- [Short exercise]:
Reproduce verbatim every line of the records from the one containing "Scan for pack" through the end of the records, including both the starting line and the final line.

(Stored records)

= = =

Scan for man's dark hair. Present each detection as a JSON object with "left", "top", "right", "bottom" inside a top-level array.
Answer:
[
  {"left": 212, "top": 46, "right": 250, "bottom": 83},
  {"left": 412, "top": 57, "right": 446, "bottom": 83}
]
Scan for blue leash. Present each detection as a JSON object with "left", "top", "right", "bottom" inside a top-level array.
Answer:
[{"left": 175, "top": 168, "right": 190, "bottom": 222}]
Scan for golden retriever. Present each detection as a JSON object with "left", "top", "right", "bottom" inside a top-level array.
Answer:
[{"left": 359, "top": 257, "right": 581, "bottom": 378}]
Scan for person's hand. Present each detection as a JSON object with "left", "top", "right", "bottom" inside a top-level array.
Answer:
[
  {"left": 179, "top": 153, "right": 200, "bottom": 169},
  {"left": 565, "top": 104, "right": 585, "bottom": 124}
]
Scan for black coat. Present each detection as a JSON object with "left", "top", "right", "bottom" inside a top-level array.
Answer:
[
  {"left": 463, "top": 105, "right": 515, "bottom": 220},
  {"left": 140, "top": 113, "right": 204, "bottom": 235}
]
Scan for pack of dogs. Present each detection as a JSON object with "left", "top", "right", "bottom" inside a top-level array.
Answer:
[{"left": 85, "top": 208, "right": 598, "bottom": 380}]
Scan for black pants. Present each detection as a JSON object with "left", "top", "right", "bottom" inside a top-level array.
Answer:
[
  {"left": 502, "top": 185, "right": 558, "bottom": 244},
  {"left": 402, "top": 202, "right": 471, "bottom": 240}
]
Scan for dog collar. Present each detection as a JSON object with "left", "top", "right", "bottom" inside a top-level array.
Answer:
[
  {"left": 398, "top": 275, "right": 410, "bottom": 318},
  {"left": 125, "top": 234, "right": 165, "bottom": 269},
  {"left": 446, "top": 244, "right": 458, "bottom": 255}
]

= = =

- [Right answer]:
Scan for pack of dogs. Present each detection as a JSON object with "left", "top", "right", "bottom" inside a top-level array.
Answer:
[{"left": 85, "top": 208, "right": 598, "bottom": 380}]
Scan for black pants. Present each detection as a JSON object with "left", "top", "right", "bottom" inside a top-level array.
Answer:
[
  {"left": 502, "top": 185, "right": 558, "bottom": 244},
  {"left": 402, "top": 202, "right": 471, "bottom": 240}
]
Scan for dog collar. Present each detection as a JSON object with "left", "top", "right", "bottom" inside a top-level array.
Answer:
[
  {"left": 398, "top": 275, "right": 410, "bottom": 318},
  {"left": 125, "top": 234, "right": 165, "bottom": 269},
  {"left": 446, "top": 244, "right": 458, "bottom": 255}
]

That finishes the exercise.